Records drawn from a dataset
□ □ □ □ □ □ □

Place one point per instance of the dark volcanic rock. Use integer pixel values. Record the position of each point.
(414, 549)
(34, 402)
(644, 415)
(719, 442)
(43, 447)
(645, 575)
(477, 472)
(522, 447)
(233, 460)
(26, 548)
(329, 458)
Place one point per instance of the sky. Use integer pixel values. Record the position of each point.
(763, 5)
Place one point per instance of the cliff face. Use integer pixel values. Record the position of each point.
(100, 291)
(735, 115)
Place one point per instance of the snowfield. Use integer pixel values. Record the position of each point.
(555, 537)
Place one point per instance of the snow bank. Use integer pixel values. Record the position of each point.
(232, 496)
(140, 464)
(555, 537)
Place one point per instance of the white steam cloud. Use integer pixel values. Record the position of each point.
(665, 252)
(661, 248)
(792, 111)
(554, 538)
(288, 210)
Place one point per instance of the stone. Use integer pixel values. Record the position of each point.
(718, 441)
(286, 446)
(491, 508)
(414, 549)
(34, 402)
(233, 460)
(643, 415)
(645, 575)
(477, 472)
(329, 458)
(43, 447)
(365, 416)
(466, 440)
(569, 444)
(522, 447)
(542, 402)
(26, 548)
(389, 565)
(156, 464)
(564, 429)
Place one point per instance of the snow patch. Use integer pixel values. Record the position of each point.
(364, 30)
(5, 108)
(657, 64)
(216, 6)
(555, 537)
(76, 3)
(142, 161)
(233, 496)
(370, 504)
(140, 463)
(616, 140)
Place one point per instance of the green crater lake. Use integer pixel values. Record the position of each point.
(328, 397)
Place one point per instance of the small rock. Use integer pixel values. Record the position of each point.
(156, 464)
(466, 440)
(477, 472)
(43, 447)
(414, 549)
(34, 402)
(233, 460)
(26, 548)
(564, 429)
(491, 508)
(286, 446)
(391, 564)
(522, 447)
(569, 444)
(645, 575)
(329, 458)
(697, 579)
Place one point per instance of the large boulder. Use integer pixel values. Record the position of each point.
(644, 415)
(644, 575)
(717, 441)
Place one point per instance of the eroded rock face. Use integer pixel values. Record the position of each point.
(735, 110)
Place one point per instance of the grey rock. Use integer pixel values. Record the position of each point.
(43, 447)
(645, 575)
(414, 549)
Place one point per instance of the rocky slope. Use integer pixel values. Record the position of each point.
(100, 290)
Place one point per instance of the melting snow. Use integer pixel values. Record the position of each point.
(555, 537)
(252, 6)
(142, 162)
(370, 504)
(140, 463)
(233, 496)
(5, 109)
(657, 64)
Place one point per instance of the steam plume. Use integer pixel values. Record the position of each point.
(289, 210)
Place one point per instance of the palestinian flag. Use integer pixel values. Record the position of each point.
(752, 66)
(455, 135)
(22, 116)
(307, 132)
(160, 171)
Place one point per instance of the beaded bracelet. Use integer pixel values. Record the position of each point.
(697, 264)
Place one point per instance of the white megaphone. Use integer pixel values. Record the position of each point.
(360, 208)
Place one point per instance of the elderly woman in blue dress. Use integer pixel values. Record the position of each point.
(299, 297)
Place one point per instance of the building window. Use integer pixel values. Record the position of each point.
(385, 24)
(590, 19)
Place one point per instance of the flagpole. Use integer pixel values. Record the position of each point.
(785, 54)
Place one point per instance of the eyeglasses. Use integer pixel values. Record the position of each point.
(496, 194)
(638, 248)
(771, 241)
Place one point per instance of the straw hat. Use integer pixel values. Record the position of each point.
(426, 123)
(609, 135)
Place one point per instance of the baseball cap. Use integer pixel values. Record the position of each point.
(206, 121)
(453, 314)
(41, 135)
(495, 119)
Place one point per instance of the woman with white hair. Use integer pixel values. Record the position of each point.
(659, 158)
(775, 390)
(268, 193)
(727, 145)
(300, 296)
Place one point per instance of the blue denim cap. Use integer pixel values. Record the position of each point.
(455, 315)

□ □ □ □ □ □ □

* **Exercise prompt**
The reply should contain all of the entries exactly as shown above.

* **Response below**
Place one point per instance of the dark volcanic rock. Use integer pixel values. Record the position of each point.
(414, 549)
(34, 402)
(644, 415)
(719, 442)
(43, 447)
(645, 575)
(477, 472)
(522, 447)
(233, 460)
(26, 548)
(329, 458)
Place one point per instance of the sky. Use integer pixel values. Record the position of each point.
(763, 5)
Place one point per instance of the cliff face. Use integer pixel values. Record the position of each point.
(100, 291)
(735, 115)
Place one point per instance of the snowfield. Use integer pixel values. Record the position of each point.
(555, 537)
Place one point per instance of the snow bank. Use integer pixel values. Record the position of each point.
(232, 496)
(140, 464)
(555, 537)
Place one point per instance of the white steam cloud. Use integer pixel values. Record the position of each point.
(665, 252)
(661, 248)
(792, 111)
(554, 538)
(288, 210)
Place one point per instance of the stone. Use integer pixel values. Record the position of each point.
(718, 441)
(286, 446)
(491, 508)
(414, 549)
(34, 402)
(233, 460)
(643, 415)
(645, 575)
(477, 472)
(329, 458)
(43, 447)
(365, 416)
(466, 440)
(569, 444)
(522, 447)
(542, 402)
(26, 548)
(389, 565)
(156, 464)
(564, 429)
Place one point per instance of the snow patch. Use integer pixel values. Record the position of each point.
(364, 30)
(5, 108)
(657, 64)
(216, 6)
(555, 537)
(76, 3)
(142, 161)
(233, 496)
(370, 504)
(140, 463)
(616, 140)
Place one point per instance of the green crater lake. Use integer pixel values. Record the position of each point.
(328, 397)
Place one point per instance of the small rock. Use integer pixel values. Record the position of each point.
(156, 464)
(466, 440)
(477, 472)
(43, 447)
(414, 549)
(34, 402)
(233, 460)
(26, 548)
(564, 429)
(491, 508)
(286, 446)
(391, 564)
(522, 447)
(569, 444)
(645, 575)
(329, 458)
(697, 579)
Place one point per instance of the large boulder. Use integer pixel values. Record the position of each point.
(644, 415)
(644, 575)
(717, 441)
Place one point per instance of the eroded rock face. Use integer pixel values. Record the position of each point.
(735, 110)
Place one point per instance of the grey rock. Use integer pixel values. Record the position of each point.
(43, 447)
(645, 575)
(414, 549)
Place one point per instance of the rocky slope. Use integer pixel values. Record the position of each point.
(100, 290)
Place one point per instance of the melting snow. Use integer pixel values. Record the position of each point.
(555, 537)
(252, 6)
(142, 162)
(370, 504)
(140, 463)
(233, 496)
(5, 109)
(657, 64)
Place one point per instance of the steam plume. Use integer pixel values. Record the position of each point.
(289, 210)
Place one point per instance of the palestinian flag. Use integer pixel values. Record the position of each point.
(752, 66)
(455, 135)
(22, 116)
(307, 132)
(160, 171)
Place one point per instance of the beaded bracelet. Use integer pixel values. Record the position of each point.
(697, 264)
Place one point per instance of the white megaphone. Use integer pixel values. Record the position of each point.
(360, 208)
Place one point per instance of the elderly woman in blue dress. Use integer pixel values. Record the position of each point.
(299, 297)
Place one point per instance of the building window. Use integer pixel values. Record the position of each point.
(385, 24)
(590, 19)
Place one point per instance of the flagpole. Use integer pixel values. Record the position of each point.
(785, 54)
Place one point per instance of the eyeglasses. Use integer pixel values. Record the position of each point.
(496, 194)
(638, 248)
(771, 241)
Place one point per instance of the straw hat. Use integer pixel values. Record the position of each point.
(426, 123)
(609, 135)
Place one point per instance of the baseball cap. Use integer pixel values. Record the position of each point.
(206, 121)
(453, 314)
(41, 135)
(495, 119)
Place one point per instance of the woman with white hair. Use integer pixel values. Record the position of each point.
(659, 158)
(775, 390)
(268, 193)
(727, 145)
(300, 296)
Place one point per instance of the blue denim cap. Use integer pixel values. Record the position of each point.
(455, 315)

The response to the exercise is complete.